## start

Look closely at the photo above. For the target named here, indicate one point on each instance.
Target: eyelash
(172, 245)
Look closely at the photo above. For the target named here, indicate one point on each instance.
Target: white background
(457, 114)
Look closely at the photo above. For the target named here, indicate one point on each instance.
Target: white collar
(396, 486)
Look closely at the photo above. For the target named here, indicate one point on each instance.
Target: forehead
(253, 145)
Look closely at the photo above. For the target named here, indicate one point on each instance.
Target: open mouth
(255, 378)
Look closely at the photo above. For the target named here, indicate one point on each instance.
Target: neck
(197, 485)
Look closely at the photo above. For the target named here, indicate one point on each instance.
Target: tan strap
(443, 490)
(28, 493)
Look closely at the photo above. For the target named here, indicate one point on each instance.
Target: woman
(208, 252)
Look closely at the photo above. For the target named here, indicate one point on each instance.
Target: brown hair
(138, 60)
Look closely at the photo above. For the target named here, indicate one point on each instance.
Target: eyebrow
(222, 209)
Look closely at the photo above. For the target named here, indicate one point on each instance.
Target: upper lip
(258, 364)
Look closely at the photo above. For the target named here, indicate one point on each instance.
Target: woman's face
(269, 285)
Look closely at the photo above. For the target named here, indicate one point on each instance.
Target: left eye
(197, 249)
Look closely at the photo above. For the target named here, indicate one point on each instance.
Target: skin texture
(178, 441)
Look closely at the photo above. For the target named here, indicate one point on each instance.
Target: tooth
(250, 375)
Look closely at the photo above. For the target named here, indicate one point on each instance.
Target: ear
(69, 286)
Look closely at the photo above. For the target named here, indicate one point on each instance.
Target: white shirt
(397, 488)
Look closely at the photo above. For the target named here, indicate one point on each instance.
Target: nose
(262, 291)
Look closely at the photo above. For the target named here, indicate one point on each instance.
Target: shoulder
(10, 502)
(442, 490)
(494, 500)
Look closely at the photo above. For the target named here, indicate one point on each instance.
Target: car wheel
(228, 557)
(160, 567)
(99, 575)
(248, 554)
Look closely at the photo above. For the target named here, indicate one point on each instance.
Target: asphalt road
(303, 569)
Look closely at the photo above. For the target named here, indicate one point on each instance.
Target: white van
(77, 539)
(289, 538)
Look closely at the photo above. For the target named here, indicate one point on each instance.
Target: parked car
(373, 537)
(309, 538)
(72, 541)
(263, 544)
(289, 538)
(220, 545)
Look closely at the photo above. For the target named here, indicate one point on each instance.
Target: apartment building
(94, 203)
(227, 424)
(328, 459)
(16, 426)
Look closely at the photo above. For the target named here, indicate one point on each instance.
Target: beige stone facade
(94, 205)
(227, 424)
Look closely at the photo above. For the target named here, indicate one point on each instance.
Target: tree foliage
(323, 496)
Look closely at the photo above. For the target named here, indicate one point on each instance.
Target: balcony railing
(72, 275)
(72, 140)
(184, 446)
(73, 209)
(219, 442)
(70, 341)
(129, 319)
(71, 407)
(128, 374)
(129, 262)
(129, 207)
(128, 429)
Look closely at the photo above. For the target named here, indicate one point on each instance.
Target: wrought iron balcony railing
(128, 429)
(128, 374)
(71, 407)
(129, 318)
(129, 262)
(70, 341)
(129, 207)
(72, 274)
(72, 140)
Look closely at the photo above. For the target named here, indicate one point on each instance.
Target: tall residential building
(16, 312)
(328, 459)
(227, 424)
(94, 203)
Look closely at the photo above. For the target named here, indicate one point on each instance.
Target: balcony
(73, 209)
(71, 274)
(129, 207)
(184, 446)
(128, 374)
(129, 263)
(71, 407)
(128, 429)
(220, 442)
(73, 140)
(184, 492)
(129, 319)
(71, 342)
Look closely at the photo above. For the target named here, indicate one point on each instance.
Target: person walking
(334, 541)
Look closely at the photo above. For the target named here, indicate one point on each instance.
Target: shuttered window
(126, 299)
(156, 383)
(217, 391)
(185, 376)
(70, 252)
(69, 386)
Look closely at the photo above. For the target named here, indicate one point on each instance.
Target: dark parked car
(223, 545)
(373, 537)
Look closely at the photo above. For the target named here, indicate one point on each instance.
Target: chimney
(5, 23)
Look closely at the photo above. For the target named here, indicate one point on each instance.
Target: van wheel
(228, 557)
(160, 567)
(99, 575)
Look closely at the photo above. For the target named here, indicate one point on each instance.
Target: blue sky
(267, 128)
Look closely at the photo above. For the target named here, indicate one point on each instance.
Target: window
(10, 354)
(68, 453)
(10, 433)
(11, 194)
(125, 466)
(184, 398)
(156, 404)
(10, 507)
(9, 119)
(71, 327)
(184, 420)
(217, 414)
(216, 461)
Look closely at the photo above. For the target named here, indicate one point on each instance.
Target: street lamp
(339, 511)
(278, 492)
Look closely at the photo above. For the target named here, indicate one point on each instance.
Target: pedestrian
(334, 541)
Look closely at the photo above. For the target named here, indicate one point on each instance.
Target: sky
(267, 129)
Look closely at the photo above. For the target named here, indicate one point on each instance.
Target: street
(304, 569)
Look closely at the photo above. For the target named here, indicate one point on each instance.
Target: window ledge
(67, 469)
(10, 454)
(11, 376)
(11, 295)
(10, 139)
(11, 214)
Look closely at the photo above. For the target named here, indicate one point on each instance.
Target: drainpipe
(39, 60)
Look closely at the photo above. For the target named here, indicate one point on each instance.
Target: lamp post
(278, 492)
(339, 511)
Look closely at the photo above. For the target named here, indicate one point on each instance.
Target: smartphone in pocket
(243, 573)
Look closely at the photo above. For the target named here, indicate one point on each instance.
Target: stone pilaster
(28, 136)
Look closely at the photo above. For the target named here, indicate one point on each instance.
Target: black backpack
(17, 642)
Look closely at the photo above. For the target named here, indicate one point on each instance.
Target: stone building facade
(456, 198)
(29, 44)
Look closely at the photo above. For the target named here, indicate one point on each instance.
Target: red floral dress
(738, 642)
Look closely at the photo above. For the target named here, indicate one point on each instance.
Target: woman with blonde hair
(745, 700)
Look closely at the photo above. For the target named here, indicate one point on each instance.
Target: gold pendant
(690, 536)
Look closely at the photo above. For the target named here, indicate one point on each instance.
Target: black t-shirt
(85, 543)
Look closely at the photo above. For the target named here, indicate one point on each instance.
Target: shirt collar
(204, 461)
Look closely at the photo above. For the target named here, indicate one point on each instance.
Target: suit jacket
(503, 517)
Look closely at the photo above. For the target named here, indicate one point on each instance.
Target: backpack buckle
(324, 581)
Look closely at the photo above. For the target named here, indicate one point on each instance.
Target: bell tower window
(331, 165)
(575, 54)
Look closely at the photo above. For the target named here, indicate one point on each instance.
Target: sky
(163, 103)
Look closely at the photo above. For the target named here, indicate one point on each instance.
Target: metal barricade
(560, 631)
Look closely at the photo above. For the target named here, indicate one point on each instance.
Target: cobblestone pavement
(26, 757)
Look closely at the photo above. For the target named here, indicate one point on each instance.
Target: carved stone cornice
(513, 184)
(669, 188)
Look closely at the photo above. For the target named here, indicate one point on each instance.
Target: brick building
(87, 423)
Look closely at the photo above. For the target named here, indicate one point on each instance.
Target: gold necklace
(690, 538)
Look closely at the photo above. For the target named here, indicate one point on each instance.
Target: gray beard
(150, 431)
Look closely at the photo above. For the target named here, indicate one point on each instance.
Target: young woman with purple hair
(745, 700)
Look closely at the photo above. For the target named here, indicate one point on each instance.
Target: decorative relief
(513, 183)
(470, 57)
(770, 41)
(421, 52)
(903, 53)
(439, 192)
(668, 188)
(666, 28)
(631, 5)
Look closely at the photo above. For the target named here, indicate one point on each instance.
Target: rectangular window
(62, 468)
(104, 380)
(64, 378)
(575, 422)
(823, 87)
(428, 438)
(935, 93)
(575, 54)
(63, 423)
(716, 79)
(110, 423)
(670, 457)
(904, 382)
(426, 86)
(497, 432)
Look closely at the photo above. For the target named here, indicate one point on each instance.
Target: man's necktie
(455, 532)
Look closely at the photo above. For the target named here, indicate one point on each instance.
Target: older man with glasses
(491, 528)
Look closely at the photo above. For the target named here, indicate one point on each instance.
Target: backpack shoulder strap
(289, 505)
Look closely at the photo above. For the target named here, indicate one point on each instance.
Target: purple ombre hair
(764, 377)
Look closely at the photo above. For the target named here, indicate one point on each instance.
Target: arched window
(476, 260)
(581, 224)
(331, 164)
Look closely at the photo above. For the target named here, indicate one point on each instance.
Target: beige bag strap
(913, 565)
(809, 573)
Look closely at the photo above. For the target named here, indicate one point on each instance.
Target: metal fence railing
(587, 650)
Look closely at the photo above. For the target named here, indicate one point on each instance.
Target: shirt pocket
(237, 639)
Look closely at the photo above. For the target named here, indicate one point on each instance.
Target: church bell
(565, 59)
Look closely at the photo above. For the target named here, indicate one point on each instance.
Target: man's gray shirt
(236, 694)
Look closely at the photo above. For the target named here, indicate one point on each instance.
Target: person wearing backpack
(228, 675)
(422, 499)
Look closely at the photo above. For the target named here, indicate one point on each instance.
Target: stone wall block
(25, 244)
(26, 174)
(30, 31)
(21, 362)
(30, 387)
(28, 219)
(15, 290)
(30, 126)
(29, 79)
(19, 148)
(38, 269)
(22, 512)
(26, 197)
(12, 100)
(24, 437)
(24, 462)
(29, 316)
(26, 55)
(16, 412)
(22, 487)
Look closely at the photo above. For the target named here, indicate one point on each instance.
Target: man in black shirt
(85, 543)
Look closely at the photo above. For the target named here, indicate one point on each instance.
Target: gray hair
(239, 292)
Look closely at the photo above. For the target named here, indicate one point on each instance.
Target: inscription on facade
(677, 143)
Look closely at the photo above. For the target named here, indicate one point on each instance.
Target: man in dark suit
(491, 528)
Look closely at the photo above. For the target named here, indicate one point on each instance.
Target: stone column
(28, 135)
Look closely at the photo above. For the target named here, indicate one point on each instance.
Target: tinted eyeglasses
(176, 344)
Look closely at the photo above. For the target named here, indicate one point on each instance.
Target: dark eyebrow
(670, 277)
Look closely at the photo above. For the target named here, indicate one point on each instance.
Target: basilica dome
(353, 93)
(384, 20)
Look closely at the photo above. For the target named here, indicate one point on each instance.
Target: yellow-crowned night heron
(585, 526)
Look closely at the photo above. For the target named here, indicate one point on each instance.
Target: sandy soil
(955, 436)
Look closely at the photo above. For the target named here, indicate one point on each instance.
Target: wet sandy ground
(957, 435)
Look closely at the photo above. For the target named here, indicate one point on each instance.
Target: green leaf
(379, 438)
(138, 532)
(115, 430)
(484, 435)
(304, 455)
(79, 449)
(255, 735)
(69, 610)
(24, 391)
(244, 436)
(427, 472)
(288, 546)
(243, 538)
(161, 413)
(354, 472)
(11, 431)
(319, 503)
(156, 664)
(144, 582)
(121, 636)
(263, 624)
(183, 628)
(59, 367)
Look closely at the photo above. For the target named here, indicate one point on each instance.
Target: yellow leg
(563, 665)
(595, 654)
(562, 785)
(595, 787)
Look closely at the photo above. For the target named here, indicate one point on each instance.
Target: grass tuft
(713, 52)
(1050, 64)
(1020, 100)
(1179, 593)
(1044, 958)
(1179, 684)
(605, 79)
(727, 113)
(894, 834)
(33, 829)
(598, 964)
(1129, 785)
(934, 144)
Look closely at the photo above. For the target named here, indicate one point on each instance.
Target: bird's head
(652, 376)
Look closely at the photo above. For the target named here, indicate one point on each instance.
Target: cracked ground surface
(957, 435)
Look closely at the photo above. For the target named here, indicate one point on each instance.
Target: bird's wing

## end

What to produce: Count the lines in the data above that contain the string "lamp" with the same capitalization. Reply with the number alone.

Task solution: 2